## Exercises
1. Render this sentence from the Rossmann sales forecasting passage into Spanish: "Reliable sales forecasts enable store managers to create effective staff schedules that increase productivity and motivation."
2. According to the Rossmann sales forecasting passage, how many stores does the competition ask participants to forecast daily sales for?
3. Write the next part of the Rossmann sales forecasting passage, picking up after its final sentence.

## Supplied passage
Abstract:¶Rossmann operates over 3,000 drug stores in 7 European countries. Currently, Rossmann store managers are tasked with predicting their daily sales for up to six weeks in advance. Store sales are influenced by many factors, including promotions, competition, school and state holidays, seasonality, and locality. With thousands of individual managers predicting sales based on their unique circumstances, the accuracy of results can be quite varied.

In their first Kaggle competition, Rossmann is challenging us to predict 6 weeks of daily sales for 1,115 stores located across Germany. Reliable sales forecasts enable store managers to create effective staff schedules that increase productivity and motivation.

We are provided with historical sales data for 1,115 Rossmann stores. The task is to forecast the "Sales" column for the test set. Note that some stores in the dataset were temporarily closed for refurbishment.

## Files :¶

Donwloaded from : https://www.kaggle.com/c/rossmann-store-sales/data

train.csv - historical data including Sales

test.csv - historical data excluding Sales

sample_submission.csv - a sample submission file in the correct format

store.csv - supplemental information about the stores

## Some preliminary thoughts :¶

A sales forecast is a tool that can help almost any company. Many companies rely on human forecasts that are not of a constant quality. Other companies use a standard tool that is not flexible enough to suit their needs. This competition gives researchers a possibility to create their own solution, that really improves business.

Since data consists of sales based on date and time, we can build models with time series data, so it will serve us to extract date-time-features for further analysis.

## Data extract
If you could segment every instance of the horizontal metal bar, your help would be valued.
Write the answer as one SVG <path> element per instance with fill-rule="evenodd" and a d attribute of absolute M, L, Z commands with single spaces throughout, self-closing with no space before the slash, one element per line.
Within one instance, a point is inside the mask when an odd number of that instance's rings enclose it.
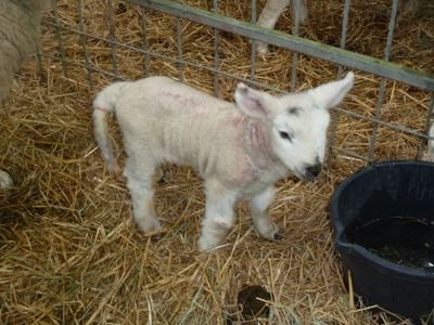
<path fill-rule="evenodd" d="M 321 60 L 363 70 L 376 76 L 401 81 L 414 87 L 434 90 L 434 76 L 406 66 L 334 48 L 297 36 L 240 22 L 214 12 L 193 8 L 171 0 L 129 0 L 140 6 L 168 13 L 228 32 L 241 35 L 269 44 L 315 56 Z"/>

## Answers to the exercises
1. Los pronósticos de ventas fiables permiten a los gerentes de tienda crear horarios de personal eficaces que aumentan la productividad y la motivación.

2. 1,115 stores located across Germany.

3.
## Input variables :¶

Self-explanatory fields :

- Date

- DayOfWeek

The following fields have descriptions :

- Id - an Id that represents a (Store, Date) duple within the test set

- Store - a unique Id for each store

- Open - an indicator for whether the store was open: 0 = closed, 1 = open

- StateHoliday - indicates a state holiday. Normally all stores, with few exceptions, are closed on state holidays. Note that all schools are closed on public holidays and weekends. a = public holiday, b = Easter holiday, c = Christmas, 0 = None

- SchoolHoliday - indicates if the (Store, Date) was affected by the closure of public schools

- StoreType - differentiates between 4 different store models: a, b, c, d

- Assortment - describes an assortment level: a = basic, b = extra, c = extended

- CompetitionDistance - distance in meters to the nearest competitor store

- CompetitionOpenSince[Month/Year] - gives the approximate year and month of the time the nearest competitor was opened

- Promo - indicates whether a store is running a promo on that day

- Promo2 - Promo2 is a continuing and consecutive promotion for some stores: 0 = store is not participating, 1 = store is participating

- Promo2Since[Year/Week] - describes the year and calendar week when the store started participating in Promo2

- PromoInterval - describes the consecutive intervals Promo2 is started, naming the months the promotion is started anew. E.g. "Feb,May,Aug,Nov" means each round starts in February, May, August, November of any given year for that store

## Output variable (desired target):¶

- Sales - the turnover for any given day

We also have variable, that obviously high correlated with target:

- Customers - the number of customers on a given day

## Evaluation:¶

Submissions are evaluated on the Root Mean Square Percentage Error (RMSPE).

Also it's worth saying: obviously there will be not any Sales in closed stores in particular days, so we can put 0 in the test target in rows, where store is closed. But since in the description of this competetion is said that Sales of closed stores will be ignored in resulting score - we won't pay attention to this rows in test data.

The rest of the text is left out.